Text for analysis =>

---*---

The three days of Supreme Court arguments that start Monday on the constitutionality of President Obama's health care law will be a legal marathon, and the lawyers involved have been training.
Last week, there were so many of the mock argument sessions, which lawyers call moot courts, that they threatened to exhaust something that had never been thought in short supply: Washington lawyers willing to pretend to be Supreme Court justices.
The problem, said Paul D. Clement, who represents the 26 states challenging the law, is not just the length of the arguments that the court will hear, but the variety of topics to be addressed.
The law itself is a sprawling revision of the health care system meant to provide coverage to tens of millions of previously uninsured Americans by imposing new requirements on states, employers, and insurance companies and, through what has been called the individual mandate, by requiring most Americans to obtain insurance or pay a penalty, says Boston Globe.
The decision in the case will have enormous consequences for how health care is delivered in the United States. It is likely to land in June, with large repercussions for Obama and his Republican challenger just before the two parties hold their nominating conventions.
The justices have broken the case into four discrete issues, scheduling a separate session for each, for a total of six hours, the most in more than 40 years. Clement, like his principal adversary, Solicitor General Donald Verrilli Jr., will be arguing three times.
Walter Dellinger, who was acting solicitor general in the Clinton administration, said he was worried about "the enormous endurance challenge this will be for Verrilli and Clement." Dellinger, who has argued more than 20 cases in the Supreme Court, said making even a single 30-minute presentation is draining.
"The day or two after a Supreme Court argument, I just basically collapse," he said, according to Denver Post.
The National Federation of Independent Businesses is the lead plaintiff on one of the cases being heard this week. It argues that the law as a whole will crush small businesses under regulatory burden and health-care costs.
The American Hospital Association is a $20-million-a-year lobby (the third-biggest lobbying organization in terms of spending since 1998, according to data from the Center for Responsive Politics). The AHA has filed briefs in support of the law, and its amicus brief before the Supreme Court argues that "the court should uphold the individual mandate."
The health-care law provides new taxpayer subsidies to hospitals, and the individual mandate could reduce the "uncompensated care" hospitals now provide for the uninsured. Plus, more universal and subsidized health coverage could allow hospitals to raise prices, informs Washington Examiner.

---*---

Study material =>
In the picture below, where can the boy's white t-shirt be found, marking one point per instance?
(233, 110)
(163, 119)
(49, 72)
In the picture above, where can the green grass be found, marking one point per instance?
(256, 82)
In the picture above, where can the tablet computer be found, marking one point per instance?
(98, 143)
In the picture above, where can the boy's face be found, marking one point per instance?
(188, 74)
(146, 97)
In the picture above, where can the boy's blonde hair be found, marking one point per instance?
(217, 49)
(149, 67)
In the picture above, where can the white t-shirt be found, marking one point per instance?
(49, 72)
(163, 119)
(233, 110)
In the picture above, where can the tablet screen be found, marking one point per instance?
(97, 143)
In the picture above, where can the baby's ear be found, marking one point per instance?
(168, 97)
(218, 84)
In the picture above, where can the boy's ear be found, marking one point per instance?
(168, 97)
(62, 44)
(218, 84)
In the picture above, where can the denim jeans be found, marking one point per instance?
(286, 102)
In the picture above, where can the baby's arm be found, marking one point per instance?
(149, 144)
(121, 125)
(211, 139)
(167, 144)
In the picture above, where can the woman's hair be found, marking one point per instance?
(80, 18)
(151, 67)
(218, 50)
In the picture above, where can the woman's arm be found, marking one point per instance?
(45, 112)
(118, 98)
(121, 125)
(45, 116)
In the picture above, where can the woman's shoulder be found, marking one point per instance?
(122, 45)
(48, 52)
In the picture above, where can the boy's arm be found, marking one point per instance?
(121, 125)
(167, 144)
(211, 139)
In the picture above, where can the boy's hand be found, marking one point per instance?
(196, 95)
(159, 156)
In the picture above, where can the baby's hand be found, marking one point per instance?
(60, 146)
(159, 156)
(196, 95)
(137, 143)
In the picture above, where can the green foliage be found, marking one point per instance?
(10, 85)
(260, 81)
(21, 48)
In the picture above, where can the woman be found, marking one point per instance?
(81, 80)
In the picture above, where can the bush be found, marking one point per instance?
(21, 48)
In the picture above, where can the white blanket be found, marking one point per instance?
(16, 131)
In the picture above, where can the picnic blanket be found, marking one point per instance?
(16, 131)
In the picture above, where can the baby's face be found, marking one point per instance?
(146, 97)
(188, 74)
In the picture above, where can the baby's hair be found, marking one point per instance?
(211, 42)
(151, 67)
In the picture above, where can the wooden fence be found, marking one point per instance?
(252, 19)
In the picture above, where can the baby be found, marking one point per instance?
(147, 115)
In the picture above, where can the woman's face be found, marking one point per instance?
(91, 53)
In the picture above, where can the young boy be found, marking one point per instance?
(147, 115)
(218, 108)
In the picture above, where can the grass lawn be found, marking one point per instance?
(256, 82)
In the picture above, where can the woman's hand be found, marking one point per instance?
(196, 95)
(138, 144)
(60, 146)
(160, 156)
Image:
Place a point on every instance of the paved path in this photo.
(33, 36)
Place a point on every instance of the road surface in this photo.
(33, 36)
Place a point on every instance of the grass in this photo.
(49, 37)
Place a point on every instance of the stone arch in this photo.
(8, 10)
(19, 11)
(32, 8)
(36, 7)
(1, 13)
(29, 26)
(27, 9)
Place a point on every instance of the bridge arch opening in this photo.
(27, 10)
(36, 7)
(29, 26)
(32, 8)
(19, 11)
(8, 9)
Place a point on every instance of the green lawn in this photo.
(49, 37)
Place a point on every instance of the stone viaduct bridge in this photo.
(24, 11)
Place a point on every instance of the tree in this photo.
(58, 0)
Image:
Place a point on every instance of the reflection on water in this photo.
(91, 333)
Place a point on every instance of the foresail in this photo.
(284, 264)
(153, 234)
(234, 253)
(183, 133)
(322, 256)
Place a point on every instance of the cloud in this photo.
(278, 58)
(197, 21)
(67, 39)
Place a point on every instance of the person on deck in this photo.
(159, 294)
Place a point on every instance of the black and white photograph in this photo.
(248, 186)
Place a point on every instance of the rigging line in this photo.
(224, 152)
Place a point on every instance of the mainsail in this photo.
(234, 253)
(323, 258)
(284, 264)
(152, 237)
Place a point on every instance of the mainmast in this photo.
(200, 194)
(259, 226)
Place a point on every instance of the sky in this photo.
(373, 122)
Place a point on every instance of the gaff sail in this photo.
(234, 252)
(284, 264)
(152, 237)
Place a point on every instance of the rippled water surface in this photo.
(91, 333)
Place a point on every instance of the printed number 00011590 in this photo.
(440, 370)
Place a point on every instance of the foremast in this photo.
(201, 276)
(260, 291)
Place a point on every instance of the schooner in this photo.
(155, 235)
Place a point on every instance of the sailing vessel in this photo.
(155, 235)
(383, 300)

---*---

Parts of the exercise =>
[A] In the article on the health care law arguments, how many hours of argument did the justices schedule in total?
[B] Swap "lawyers" for "attorneys" and write out everything in the article on the health care law arguments from "The three days" down to "Supreme Court justices.".

Results in order =>
[A] Six hours.

[B]
The three days of Supreme Court arguments that start Monday on the constitutionality of President Obama's health care law will be a legal marathon, and the attorneys involved have been training.
Last week, there were so many of the mock argument sessions, which attorneys call moot courts, that they threatened to exhaust something that had never been thought in short supply: Washington attorneys willing to pretend to be Supreme Court justices.